*Required work:*
**a.** In the passage on race and Heidegger, write out everything from "In any case, following" down to "of a society.", substituting "inadequate" for "insufficient".
**b.** Turn the paragraph of the passage on race and Heidegger that begins "Dugin views the Marxist concept of class" into a short bulleted list of its main points.

*Supplied text:*
───
In any case, following Heidegger, we may agree that race, insofar as it is conceived as a purely human, biological characteristic, is insufficient as a political subject, or rather, that it is too narrowly anthropological, and must be integrated into a deeper conception. This is not the same as liquidating the concept of race completely. It does mean the rejection of certain extreme forms of racism, where the biological concept of race plays an analogous reductive role to the Marxist concept of a material base that determines the ideological superstructure (culture, mentality etc.) of a society.

Man is not the unconditioned, self-creating subject of modern metaphysics. Human existence is conditioned and finite - men are, as Jünger wrote, "sons of the earth". Race is one of the many earthly conditions of man's existence. An historical world is not an unconditioned, arbitrary construct ex nihilo. There is, in Heidegger's terms, a struggle between world and earth - the world, an articulated, historical space of possibilities and decisions, and the conditions set by the un-objectified, elemental forces of the earth, among them blood. Blood is given the meaning of a destiny in an historical world (this is not at all the same as claiming that it is an arbitrary historical and social construct). For Heidegger, the limits set by the biological potentialities of human beings are not arbitrary historical creations - what is historical is the particular figure or constellation of relations that gives them meaning.

We can also note that the statistical concept of race referred to by race realists today is very different from national socialist racial theories, which were based on the idea of racial purity, and are, in the form in which they are available today, are not on their own sufficient to non-reductively account for the specificity of our or other civilisations or cultures. The differences between the mentality of Americans of European descent, on the one hand, and the mentality of Europeans, on the other, underscores this clearly. Intuitively, however, we understand that race plays a role in shaping the general character of civilisations, and that genetic research will confirm this intuition more and more in the future.

Dugin views the Marxist concept of class as useful and "very interesting" as a tool for the ideological critique of the mystifications of bourgeois-liberal society. However, he views the materialism of Marxism as reductive, and recognises that class today is no longer a credible candidate for political subjectivity (i. e., agency), since the class structure of society has been largely dissolved (presumably as the result of the atomisation and  bourgeoisification of society as a whole, as well as technological developments). He also recognises that ethnic conflict often lies behind class conflict, instead of the other way around. One wonders why Dugin cannot, in the same spirit, acknowledge that the concept of race also is scientifically legitimate and heuristically useful, while rejecting an overly reductive application of the concept. In my view, this has to do with the fact that he is an ideologist rather than an authentic thinker. Eurasianism is an ideology tailor-made to suit contemporary Russia’s geopolitical ambitions. Russia is a multi-cultural, multi-racial empire, and Russian identity is, since "the great patriotic war" against Germany, deeply anti-fascist.
───
*Information supplied:*
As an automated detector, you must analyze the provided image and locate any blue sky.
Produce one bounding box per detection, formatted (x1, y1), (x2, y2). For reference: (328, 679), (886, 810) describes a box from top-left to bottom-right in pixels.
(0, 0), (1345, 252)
───
*Answers provided:*
**a.**
In any case, following Heidegger, we may agree that race, insofar as it is conceived as a purely human, biological characteristic, is inadequate as a political subject, or rather, that it is too narrowly anthropological, and must be integrated into a deeper conception. This is not the same as liquidating the concept of race completely. It does mean the rejection of certain extreme forms of racism, where the biological concept of race plays an analogous reductive role to the Marxist concept of a material base that determines the ideological superstructure (culture, mentality etc.) of a society.

**b.**
- Dugin considers the Marxist concept of class useful and "very interesting" for critiquing the mystifications of bourgeois-liberal society.
- He sees Marxist materialism as reductive. He holds that class is no longer a credible candidate for political subjectivity (agency), since the class structure of society has largely dissolved.
- He recognizes that ethnic conflict often lies behind class conflict, rather than the reverse.
- The author wonders why Dugin cannot likewise accept race as scientifically legitimate and heuristically useful while rejecting overly reductive uses of the concept.
- The author attributes this to Dugin being an ideologist rather than an authentic thinker. Eurasianism is an ideology tailored to contemporary Russia's geopolitical ambitions.
- Russia is a multi-cultural, multi-racial empire. Russian identity has been deeply anti-fascist since "the great patriotic war" against Germany.